The task »
Reproduce the bill summary starting with "Who benefits" and going on through "serving high-disparity populations.", replacing "Civil rights attorneys" with "Civil rights lawyers".

Passage »
============
S-2347-119
Read twice and referred to the Committee on Health, Education, Labor, and Pensions. (Sponsor introductory remarks on measure: CR S4458)
What it does
This bill would prohibit health care providers from delivering care in a way that is discriminatory in intent or effect based on race, religion, or other characteristics. It would require HHS to create an administrative complaint and mediation process, allow individuals to sue providers in civil court if mediated agreements are violated, and authorize HHS to exclude noncompliant providers from Medicare and Medicaid. The bill would also require providers to report patient data broken down by demographic factors, add health equity measures to Medicare's value-based purchasing program, create a new Federal Health Equity Commission, and establish grants for hospitals to promote equitable care.
Who benefits
Racial and ethnic minority patients who experience disparate health outcomes or treatment quality. Religious minorities who may face differential treatment. Patients in other protected categories. Hospitals that already meet equity standards and would gain a competitive or reputational advantage. Health equity researchers and consultants who would benefit from expanded data reporting requirements. Civil rights attorneys who could bring enforcement actions. Grant-eligible hospitals, particularly safety-net and community hospitals serving high-disparity populations.
Who is hurt
Health care providers — including hospitals, clinics, and individual practitioners — who would face new compliance costs, data reporting burdens, and litigation exposure. Small and rural providers with limited administrative capacity may bear disproportionate compliance costs. Providers who dispute the methodology used to determine "discriminatory effect" could face exclusion from Medicare and Medicaid, threatening their financial viability. Taxpayers who fund the new Federal Health Equity Commission and grant programs. Health care providers whose religious practices may conflict with equity mandates could face tension with existing RFRA protections.
============
Point localization data:
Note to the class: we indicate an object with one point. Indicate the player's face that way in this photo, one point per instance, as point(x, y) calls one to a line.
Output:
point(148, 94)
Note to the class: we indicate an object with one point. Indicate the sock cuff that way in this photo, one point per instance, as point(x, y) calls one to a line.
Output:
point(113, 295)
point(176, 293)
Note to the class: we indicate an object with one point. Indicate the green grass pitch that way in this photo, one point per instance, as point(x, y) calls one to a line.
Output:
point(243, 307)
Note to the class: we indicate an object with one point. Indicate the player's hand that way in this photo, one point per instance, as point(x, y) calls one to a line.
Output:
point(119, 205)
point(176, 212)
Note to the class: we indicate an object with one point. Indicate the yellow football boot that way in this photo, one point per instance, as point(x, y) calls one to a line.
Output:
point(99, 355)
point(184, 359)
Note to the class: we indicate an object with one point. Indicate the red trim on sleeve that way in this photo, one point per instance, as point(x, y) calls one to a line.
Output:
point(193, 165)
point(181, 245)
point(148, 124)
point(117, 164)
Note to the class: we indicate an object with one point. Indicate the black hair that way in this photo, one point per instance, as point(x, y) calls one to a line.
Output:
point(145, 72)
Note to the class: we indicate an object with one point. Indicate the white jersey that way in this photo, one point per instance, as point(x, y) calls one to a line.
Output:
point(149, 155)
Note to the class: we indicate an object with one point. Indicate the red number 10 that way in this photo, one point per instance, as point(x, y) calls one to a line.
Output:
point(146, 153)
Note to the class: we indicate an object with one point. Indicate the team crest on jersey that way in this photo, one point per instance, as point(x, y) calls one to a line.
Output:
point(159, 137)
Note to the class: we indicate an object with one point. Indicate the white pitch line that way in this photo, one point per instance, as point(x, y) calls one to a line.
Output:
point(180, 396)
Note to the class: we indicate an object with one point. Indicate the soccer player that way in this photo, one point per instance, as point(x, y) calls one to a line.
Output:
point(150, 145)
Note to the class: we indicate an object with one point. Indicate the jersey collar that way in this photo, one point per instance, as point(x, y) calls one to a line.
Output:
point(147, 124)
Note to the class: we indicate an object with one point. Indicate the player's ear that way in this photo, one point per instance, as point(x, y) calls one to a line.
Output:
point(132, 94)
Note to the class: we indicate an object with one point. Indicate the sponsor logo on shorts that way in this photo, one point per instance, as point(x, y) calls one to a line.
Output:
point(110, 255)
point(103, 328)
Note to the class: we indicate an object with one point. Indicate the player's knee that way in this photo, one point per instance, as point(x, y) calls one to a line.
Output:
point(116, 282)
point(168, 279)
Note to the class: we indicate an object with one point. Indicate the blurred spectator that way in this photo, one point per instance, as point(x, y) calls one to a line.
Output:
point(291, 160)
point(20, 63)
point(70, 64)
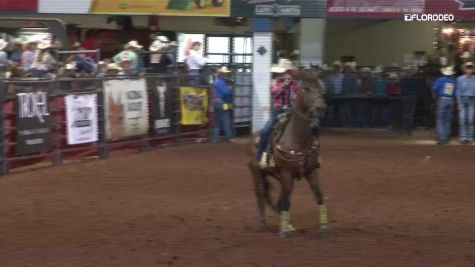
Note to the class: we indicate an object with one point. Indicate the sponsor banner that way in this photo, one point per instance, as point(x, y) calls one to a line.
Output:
point(81, 119)
point(279, 8)
point(16, 6)
point(461, 9)
point(126, 103)
point(375, 8)
point(213, 8)
point(194, 105)
point(33, 122)
point(162, 106)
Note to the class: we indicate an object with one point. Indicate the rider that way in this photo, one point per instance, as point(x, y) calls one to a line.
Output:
point(283, 89)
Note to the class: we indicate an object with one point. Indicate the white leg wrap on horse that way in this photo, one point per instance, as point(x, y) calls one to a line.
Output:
point(323, 217)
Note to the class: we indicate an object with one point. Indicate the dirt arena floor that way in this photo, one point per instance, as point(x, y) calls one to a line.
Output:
point(393, 201)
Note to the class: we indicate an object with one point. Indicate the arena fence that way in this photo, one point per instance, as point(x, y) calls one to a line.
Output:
point(72, 118)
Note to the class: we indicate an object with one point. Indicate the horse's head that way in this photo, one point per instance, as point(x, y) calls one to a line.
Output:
point(310, 99)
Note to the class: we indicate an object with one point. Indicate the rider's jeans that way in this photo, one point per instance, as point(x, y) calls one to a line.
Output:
point(267, 131)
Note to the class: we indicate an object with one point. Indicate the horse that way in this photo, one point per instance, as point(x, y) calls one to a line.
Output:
point(296, 154)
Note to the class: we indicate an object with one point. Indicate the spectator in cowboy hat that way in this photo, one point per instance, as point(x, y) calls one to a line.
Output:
point(195, 63)
point(445, 87)
point(44, 61)
point(283, 89)
point(131, 53)
point(17, 50)
point(28, 55)
point(3, 55)
point(222, 105)
point(466, 103)
point(161, 61)
point(113, 69)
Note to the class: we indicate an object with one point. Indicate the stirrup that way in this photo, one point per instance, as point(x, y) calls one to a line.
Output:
point(263, 160)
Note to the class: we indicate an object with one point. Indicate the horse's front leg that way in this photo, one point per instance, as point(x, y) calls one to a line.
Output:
point(287, 184)
point(260, 184)
point(314, 182)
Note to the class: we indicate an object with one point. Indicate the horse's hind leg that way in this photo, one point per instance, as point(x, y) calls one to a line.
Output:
point(314, 182)
point(287, 184)
point(260, 184)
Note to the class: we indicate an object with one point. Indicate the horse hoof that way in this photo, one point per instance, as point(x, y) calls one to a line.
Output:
point(324, 231)
point(284, 234)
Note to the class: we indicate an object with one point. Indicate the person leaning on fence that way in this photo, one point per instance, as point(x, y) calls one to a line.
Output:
point(222, 106)
point(283, 89)
point(3, 55)
point(466, 103)
point(445, 88)
point(129, 59)
point(44, 61)
point(393, 90)
point(195, 63)
point(410, 93)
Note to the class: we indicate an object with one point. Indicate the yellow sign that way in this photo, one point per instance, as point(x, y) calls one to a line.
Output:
point(194, 105)
point(163, 7)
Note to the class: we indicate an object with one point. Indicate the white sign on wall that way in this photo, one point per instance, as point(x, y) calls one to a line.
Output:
point(81, 118)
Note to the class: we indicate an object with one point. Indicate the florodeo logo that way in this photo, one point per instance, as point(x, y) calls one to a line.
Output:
point(466, 4)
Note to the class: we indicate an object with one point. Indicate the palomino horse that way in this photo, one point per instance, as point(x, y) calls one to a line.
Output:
point(296, 154)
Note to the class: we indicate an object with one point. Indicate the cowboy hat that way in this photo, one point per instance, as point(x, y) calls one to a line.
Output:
============
Answer to this problem »
Who benefits
Racial and ethnic minority patients who experience disparate health outcomes or treatment quality. Religious minorities who may face differential treatment. Patients in other protected categories. Hospitals that already meet equity standards and would gain a competitive or reputational advantage. Health equity researchers and consultants who would benefit from expanded data reporting requirements. Civil rights lawyers who could bring enforcement actions. Grant-eligible hospitals, particularly safety-net and community hospitals serving high-disparity populations.